13 décembre 2024

ET QUE SE TAISENT LES VAGUES

1973. Tandis que leurs officiers complotent ouvertement contre le gouvernement de Salvador Allende, les troupes s’organisent pour entraver le coup d’État qui se prépare sous leurs yeux. Désirée et Alain Frappier racontent cet épisode méconnu et héroïque de l’histoire du Chili.

« Un jour de l'année 1960 nous sommes montés à l'arrière d'une camionnette pour aller enterrer mon père. J'avais huit ans. » Quelques années avant, celui-ci avait été incarcéré dans le camp de concentration de Pisaga, alors dirigé par un certain capitaine Pinochet, et ne s’était jamais remis des mauvais traitements reçus. Le récit de l’enfance de Lucho s’achève rapidement, après l’évocation de quelques souvenirs familiaux, car il intègre l’école des mousses, afin de pouvoir poursuivre ses études. Les mois de brimades, d’humiliations et de violences développeront entre les recrues « un très fort esprit de solidarité, décuplé trois ans plus tard quand la violence et le sadisme s'étendirent sur tout le pays ». Les jeunes marins découvrent le mépris de classes des « vaches sacrées », leurs officiers, tous issus de la bourgeoisie, et subissent au quotidien leur arrogance. À l’École des cadets, ceux-ci avaient reçu un enseignement ultraconservateur et autoritaire. « La marine chilienne défilait au pas de l’oie au rythme d’hymnes nazis ! »

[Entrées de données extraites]
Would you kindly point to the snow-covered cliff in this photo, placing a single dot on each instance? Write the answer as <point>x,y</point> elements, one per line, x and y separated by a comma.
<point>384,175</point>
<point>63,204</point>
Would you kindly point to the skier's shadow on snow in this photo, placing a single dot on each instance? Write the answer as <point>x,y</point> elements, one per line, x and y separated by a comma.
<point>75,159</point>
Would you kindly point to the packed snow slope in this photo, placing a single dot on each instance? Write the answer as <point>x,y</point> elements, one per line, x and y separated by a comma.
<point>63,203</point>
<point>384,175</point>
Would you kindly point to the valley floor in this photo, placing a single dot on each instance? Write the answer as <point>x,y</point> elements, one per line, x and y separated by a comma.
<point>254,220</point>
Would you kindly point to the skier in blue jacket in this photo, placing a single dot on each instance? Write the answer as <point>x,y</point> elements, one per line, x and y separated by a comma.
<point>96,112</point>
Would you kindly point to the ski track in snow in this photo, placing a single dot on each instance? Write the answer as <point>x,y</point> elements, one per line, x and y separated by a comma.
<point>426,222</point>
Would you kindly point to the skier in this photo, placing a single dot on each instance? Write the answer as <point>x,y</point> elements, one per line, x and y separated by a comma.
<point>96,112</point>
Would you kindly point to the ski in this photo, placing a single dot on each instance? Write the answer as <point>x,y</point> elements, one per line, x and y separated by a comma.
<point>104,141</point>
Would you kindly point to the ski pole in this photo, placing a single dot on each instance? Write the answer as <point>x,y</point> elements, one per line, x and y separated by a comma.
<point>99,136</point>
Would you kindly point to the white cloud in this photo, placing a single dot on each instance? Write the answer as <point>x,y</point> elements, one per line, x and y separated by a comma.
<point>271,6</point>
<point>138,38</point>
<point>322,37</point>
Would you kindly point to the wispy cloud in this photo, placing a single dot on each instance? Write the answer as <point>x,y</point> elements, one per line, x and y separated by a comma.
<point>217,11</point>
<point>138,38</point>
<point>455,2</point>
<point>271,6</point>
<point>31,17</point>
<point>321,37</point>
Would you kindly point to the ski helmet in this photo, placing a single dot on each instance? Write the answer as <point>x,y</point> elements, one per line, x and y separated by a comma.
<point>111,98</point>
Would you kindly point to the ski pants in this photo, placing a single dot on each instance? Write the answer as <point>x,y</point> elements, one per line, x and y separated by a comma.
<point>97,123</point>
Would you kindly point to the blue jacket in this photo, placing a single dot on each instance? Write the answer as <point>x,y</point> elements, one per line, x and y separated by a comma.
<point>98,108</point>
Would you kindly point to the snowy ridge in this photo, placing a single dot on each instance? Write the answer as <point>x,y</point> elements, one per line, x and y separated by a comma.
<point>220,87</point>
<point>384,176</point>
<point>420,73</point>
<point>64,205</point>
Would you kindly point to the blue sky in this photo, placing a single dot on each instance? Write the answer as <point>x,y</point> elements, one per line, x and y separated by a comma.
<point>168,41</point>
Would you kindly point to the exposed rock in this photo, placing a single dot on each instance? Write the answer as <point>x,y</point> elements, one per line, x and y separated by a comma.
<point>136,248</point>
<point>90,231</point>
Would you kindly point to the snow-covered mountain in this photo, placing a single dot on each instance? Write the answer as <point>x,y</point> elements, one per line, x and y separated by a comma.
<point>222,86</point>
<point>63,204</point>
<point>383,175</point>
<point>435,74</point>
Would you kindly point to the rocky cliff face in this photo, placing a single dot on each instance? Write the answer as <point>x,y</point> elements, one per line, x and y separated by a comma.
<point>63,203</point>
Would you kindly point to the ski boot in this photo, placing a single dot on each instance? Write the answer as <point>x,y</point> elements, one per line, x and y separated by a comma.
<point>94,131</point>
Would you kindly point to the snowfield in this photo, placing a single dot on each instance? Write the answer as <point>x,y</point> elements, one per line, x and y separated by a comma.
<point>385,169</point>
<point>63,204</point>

__EXERCICES À RÉALISER__:
[1] Répondez à ces questions sur le texte consacré au coup d'État chilien :
(a) En quelle année Lucho et sa famille sont-ils allés enterrer son père ?
(b) Qui dirigeait le camp de concentration de Pisaga ?
(c) Par quelle expression les jeunes marins désignent-ils leurs officiers ?
[2] Mettez à jour le listing, du début jusqu'à la ligne contenant « <point>75,159</point> » incluse, en remplaçant « snow-covered cliff » par « rocky ridge ». Ne modifiez rien d'autre et ne reproduisez que ces lignes.
Le texte et le listing constituent deux documents indépendants.

__SOLUTIONS DES EXERCICES__:
[1]
(a) En 1960.
(b) Un certain capitaine Pinochet.
(c) Les « vaches sacrées ».

[2]
Would you kindly point to the rocky ridge in this photo, placing a single dot on each instance? Write the answer as <point>x,y</point> elements, one per line, x and y separated by a comma.
<point>384,175</point>
<point>63,204</point>
Would you kindly point to the skier's shadow on snow in this photo, placing a single dot on each instance? Write the answer as <point>x,y</point> elements, one per line, x and y separated by a comma.
<point>75,159</point>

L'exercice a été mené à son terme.